### Data entries
[BEGIN]

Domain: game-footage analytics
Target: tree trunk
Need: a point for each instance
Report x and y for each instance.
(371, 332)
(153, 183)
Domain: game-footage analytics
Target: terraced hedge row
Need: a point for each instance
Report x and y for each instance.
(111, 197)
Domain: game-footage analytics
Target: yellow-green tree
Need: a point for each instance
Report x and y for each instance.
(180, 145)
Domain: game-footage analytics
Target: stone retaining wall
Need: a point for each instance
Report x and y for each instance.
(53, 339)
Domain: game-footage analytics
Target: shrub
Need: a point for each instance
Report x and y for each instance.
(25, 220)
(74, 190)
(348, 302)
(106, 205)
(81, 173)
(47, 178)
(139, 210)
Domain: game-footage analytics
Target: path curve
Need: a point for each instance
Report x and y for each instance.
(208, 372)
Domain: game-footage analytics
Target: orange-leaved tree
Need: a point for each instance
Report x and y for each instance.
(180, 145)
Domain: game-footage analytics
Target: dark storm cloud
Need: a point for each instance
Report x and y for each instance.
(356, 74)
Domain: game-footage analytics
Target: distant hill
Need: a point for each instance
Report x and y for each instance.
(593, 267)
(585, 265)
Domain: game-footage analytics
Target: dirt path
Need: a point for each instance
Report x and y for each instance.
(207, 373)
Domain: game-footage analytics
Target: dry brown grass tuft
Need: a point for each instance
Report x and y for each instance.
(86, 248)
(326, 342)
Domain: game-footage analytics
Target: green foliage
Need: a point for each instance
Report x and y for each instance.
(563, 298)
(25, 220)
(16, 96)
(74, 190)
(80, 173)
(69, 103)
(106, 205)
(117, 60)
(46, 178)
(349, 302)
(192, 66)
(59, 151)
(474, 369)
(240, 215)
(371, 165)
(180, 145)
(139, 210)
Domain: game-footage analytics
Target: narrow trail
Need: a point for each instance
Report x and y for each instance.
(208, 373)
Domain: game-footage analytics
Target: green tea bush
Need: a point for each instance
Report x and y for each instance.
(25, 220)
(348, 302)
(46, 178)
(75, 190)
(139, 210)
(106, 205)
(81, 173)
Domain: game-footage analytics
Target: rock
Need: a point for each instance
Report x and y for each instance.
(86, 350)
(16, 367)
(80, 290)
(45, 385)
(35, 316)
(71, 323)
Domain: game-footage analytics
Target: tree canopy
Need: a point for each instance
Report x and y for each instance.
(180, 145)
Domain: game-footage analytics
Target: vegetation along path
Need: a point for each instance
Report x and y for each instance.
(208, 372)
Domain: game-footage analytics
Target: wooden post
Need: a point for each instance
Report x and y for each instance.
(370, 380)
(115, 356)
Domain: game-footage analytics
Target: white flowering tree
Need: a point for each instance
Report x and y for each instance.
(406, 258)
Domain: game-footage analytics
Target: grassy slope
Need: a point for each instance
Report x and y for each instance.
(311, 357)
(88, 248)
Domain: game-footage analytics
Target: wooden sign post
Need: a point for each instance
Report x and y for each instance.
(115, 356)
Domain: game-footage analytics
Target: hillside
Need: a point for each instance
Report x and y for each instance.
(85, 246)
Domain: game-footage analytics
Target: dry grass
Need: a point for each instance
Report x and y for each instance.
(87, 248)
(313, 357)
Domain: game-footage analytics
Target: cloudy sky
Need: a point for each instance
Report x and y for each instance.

[END]

### Problem requirements
Extract each line from the listing above, please, and repeat it exactly.

### Completed task
Domain: game-footage analytics
Target: tree trunk
Need: a point for each instance
Report x and y for each instance.
(371, 332)
(153, 183)
Domain: game-footage analytics
Target: terraced hedge row
Need: a point for each instance
Report x and y for each instance.
(111, 197)
Domain: game-footage analytics
Target: yellow-green tree
Need: a point for each instance
Report x and y for each instance.
(180, 145)
Domain: game-footage analytics
Target: stone retaining wall
Need: a point for each instance
Report x and y for each instance.
(53, 339)
Domain: game-footage analytics
Target: shrub
Need: a point for each instance
Report x and y for each instance.
(25, 220)
(74, 190)
(348, 302)
(106, 205)
(81, 173)
(47, 178)
(139, 210)
Domain: game-footage analytics
Target: path curve
Need: a point for each instance
Report x and y for each instance.
(208, 372)
Domain: game-footage analytics
Target: orange-leaved tree
Need: a point for each instance
Report x and y for each instance.
(180, 145)
Domain: game-footage analytics
Target: dark storm cloud
Need: a point for each instance
Report x and y for each instance.
(356, 74)
Domain: game-footage analytics
Target: distant hill
Need: a point for each instance
Report x and y for each instance.
(593, 267)
(585, 265)
Domain: game-footage analytics
Target: dirt path
Need: a point for each instance
Report x and y for each instance.
(207, 373)
Domain: game-footage analytics
Target: dry brown grass tuft
Need: a point for each instance
Report x and y for each instance.
(86, 248)
(326, 342)
Domain: game-footage analytics
Target: green foliage
Need: a point for each instance
Report x and y for each instance.
(563, 298)
(25, 220)
(16, 96)
(74, 190)
(80, 173)
(69, 103)
(106, 205)
(117, 60)
(46, 178)
(349, 302)
(192, 66)
(59, 151)
(474, 369)
(240, 215)
(371, 165)
(180, 145)
(139, 210)
Domain: game-footage analytics
Target: narrow trail
Need: a point for each instance
Report x and y for each instance.
(208, 373)
Domain: game-footage analytics
Target: green tea bush
Need: a point for each instance
Report x and y for each instance.
(25, 220)
(348, 302)
(46, 178)
(75, 190)
(139, 210)
(106, 205)
(81, 173)
Domain: game-footage analytics
Target: rock
Need: a point for each instance
Report x and y for each instance.
(86, 350)
(16, 367)
(80, 290)
(45, 385)
(35, 316)
(71, 323)
Domain: game-footage analytics
Target: tree canopy
Need: a point for each instance
Report x and y for each instance.
(180, 145)
Domain: game-footage analytics
Target: vegetation along path
Need: a point for each instance
Report x and y for each instance.
(208, 372)
Domain: game-footage analytics
Target: wooden post
Need: a point for each instance
Report x and y for each instance.
(370, 380)
(115, 356)
Domain: game-footage analytics
Target: white flowering tree
Need: a point for each instance
Report x and y for each instance.
(406, 258)
Domain: game-footage analytics
Target: grassy slope
Need: a point for each instance
Report x and y for each instance.
(311, 357)
(88, 248)
Domain: game-footage analytics
Target: wooden sign post
Need: a point for each instance
Report x and y for each instance.
(115, 356)
Domain: game-footage analytics
Target: hillside
Need: a point for each instance
Report x and y for each instance.
(85, 246)
Domain: game-footage analytics
Target: dry grass
Need: a point for each instance
Report x and y for each instance.
(87, 248)
(313, 357)
Domain: game-footage analytics
Target: cloudy sky
Need: a point for each instance
Report x and y for each instance.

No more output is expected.